◆ **Input records**
_ _ _ _ _

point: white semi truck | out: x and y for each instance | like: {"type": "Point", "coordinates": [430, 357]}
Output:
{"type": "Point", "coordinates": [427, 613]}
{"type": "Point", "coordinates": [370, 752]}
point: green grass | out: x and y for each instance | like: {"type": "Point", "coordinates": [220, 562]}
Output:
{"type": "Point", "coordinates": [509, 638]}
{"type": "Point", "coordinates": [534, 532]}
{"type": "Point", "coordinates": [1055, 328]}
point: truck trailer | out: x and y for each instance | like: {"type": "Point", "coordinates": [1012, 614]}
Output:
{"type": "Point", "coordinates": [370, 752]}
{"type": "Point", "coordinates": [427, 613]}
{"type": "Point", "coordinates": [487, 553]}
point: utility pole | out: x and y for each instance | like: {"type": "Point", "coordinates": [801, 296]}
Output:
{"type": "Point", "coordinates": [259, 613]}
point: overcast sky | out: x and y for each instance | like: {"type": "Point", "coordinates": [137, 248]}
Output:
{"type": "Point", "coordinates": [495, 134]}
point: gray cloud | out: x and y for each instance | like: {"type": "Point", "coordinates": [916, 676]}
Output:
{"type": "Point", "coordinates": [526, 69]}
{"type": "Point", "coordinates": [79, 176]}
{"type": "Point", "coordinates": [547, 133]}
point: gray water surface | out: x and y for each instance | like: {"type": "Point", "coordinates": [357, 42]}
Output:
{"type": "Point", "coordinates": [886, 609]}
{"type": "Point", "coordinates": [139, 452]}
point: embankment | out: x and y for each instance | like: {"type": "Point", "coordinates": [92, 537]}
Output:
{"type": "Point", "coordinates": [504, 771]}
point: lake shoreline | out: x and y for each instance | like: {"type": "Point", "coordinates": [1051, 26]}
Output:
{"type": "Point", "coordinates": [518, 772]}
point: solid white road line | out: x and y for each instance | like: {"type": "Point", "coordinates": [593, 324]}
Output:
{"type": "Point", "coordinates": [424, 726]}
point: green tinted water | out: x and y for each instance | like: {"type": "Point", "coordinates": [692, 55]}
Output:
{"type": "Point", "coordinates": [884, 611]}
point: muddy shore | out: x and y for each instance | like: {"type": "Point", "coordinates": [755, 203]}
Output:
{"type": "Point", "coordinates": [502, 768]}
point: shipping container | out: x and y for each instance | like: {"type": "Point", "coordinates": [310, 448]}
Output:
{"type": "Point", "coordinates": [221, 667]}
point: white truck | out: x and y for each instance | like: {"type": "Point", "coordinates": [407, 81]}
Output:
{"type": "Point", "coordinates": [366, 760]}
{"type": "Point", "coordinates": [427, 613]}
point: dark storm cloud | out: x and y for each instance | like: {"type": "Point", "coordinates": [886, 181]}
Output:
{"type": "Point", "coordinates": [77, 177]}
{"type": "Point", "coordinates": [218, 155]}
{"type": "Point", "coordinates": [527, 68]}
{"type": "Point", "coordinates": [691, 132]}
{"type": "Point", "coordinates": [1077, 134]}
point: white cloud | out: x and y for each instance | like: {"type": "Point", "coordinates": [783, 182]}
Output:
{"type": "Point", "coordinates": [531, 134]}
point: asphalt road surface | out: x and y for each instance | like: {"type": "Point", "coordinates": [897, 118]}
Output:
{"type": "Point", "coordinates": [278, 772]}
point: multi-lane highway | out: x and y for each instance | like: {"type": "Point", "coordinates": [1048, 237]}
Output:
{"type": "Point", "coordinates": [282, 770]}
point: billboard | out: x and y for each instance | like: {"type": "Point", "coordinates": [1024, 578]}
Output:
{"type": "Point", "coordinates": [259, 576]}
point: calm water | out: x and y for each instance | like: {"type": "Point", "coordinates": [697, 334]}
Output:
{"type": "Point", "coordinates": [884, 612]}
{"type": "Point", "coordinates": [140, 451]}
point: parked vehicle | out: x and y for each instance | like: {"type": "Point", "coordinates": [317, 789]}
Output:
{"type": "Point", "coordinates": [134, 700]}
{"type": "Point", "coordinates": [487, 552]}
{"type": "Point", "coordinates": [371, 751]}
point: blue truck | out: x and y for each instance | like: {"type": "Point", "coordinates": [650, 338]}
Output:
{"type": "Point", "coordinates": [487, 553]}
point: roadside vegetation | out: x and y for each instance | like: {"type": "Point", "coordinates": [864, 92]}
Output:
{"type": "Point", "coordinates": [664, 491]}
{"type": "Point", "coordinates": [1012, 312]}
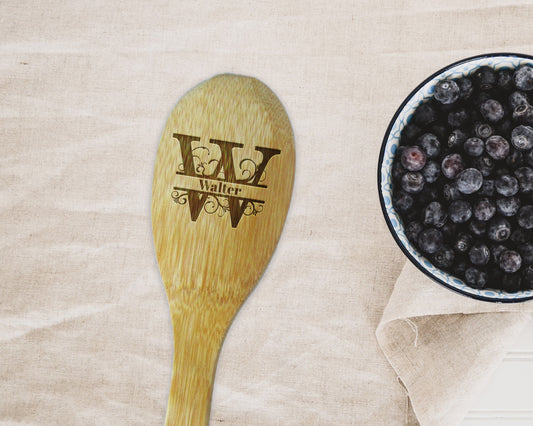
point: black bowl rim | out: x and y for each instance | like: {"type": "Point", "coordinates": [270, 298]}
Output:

_ _ _ _ _

◆ **What is needed**
Rewrite the whole listing above, swapping "x and y for each instance" for "x and y coordinates for every instance" wherever it appears and leaving everything else unchanged. Leave the pictures out of your version.

◆ **Problem solution**
point: white semi truck | out: x and y coordinates for every instance | like: {"type": "Point", "coordinates": [430, 357]}
Output:
{"type": "Point", "coordinates": [427, 613]}
{"type": "Point", "coordinates": [370, 752]}
point: green grass | out: x and y coordinates for every instance | like: {"type": "Point", "coordinates": [220, 562]}
Output:
{"type": "Point", "coordinates": [509, 638]}
{"type": "Point", "coordinates": [534, 532]}
{"type": "Point", "coordinates": [1055, 328]}
point: truck trailer | out: x and y coordinates for every instance | like: {"type": "Point", "coordinates": [1012, 614]}
Output:
{"type": "Point", "coordinates": [370, 752]}
{"type": "Point", "coordinates": [427, 613]}
{"type": "Point", "coordinates": [487, 553]}
point: utility pole | out: x and y coordinates for every instance | like: {"type": "Point", "coordinates": [801, 296]}
Output:
{"type": "Point", "coordinates": [259, 613]}
point: overcast sky | out: x and y coordinates for every instance | like: {"type": "Point", "coordinates": [137, 248]}
Output:
{"type": "Point", "coordinates": [495, 134]}
point: gray cloud | out: x and y coordinates for every instance | like: {"type": "Point", "coordinates": [916, 676]}
Output:
{"type": "Point", "coordinates": [526, 69]}
{"type": "Point", "coordinates": [79, 176]}
{"type": "Point", "coordinates": [547, 133]}
point: gray water surface | out: x and y coordinates for every instance | like: {"type": "Point", "coordinates": [357, 42]}
Output:
{"type": "Point", "coordinates": [886, 609]}
{"type": "Point", "coordinates": [139, 452]}
point: embankment | out: x and y coordinates for every instance | like: {"type": "Point", "coordinates": [92, 537]}
Output:
{"type": "Point", "coordinates": [504, 771]}
point: lake shoreline | out: x and y coordinates for every instance | like: {"type": "Point", "coordinates": [1051, 26]}
Output:
{"type": "Point", "coordinates": [518, 772]}
point: solid white road line | out: x and y coordinates for every instance | like: {"type": "Point", "coordinates": [593, 324]}
Output:
{"type": "Point", "coordinates": [424, 726]}
point: green tinted water | out: x and y coordinates for every instance | like: {"type": "Point", "coordinates": [692, 55]}
Output:
{"type": "Point", "coordinates": [884, 611]}
point: muddy shore | out: x and y coordinates for every instance | like: {"type": "Point", "coordinates": [755, 203]}
Output:
{"type": "Point", "coordinates": [502, 768]}
point: shipping container | out: x and y coordinates for every instance | like: {"type": "Point", "coordinates": [310, 448]}
Output:
{"type": "Point", "coordinates": [221, 667]}
point: white truck | out: x and y coordinates for every instance | like: {"type": "Point", "coordinates": [407, 81]}
Output:
{"type": "Point", "coordinates": [366, 760]}
{"type": "Point", "coordinates": [427, 613]}
point: dark storm cloud | out: x and y coordinates for every instance | like: {"type": "Point", "coordinates": [886, 181]}
Output:
{"type": "Point", "coordinates": [77, 177]}
{"type": "Point", "coordinates": [218, 155]}
{"type": "Point", "coordinates": [527, 68]}
{"type": "Point", "coordinates": [691, 132]}
{"type": "Point", "coordinates": [1077, 134]}
point: white cloud | out: x and y coordinates for every instance | like: {"type": "Point", "coordinates": [783, 182]}
Output:
{"type": "Point", "coordinates": [531, 134]}
point: asphalt road surface | out: x and y coordinates for every instance | like: {"type": "Point", "coordinates": [897, 118]}
Output:
{"type": "Point", "coordinates": [278, 772]}
point: multi-lane highway | out: x and y coordinates for every instance | like: {"type": "Point", "coordinates": [1048, 237]}
Output:
{"type": "Point", "coordinates": [282, 770]}
point: billboard | out: x and y coordinates for every instance | like: {"type": "Point", "coordinates": [1024, 578]}
Output:
{"type": "Point", "coordinates": [259, 576]}
point: calm water | out: x and y coordinates for every instance | like: {"type": "Point", "coordinates": [697, 334]}
Output:
{"type": "Point", "coordinates": [884, 612]}
{"type": "Point", "coordinates": [140, 451]}
point: parked vehicle | out: x and y coordinates for every instance | like: {"type": "Point", "coordinates": [317, 789]}
Output:
{"type": "Point", "coordinates": [134, 700]}
{"type": "Point", "coordinates": [487, 552]}
{"type": "Point", "coordinates": [371, 751]}
point: blue truck | out: x and y coordinates for every instance | like: {"type": "Point", "coordinates": [650, 338]}
Output:
{"type": "Point", "coordinates": [487, 553]}
point: roadside vegetation | out: x and y coordinates for every instance | like: {"type": "Point", "coordinates": [864, 92]}
Output:
{"type": "Point", "coordinates": [664, 491]}
{"type": "Point", "coordinates": [1012, 312]}
point: black bowl rim | out: x and y coordinates for every instance | like: {"type": "Point", "coordinates": [270, 298]}
Output:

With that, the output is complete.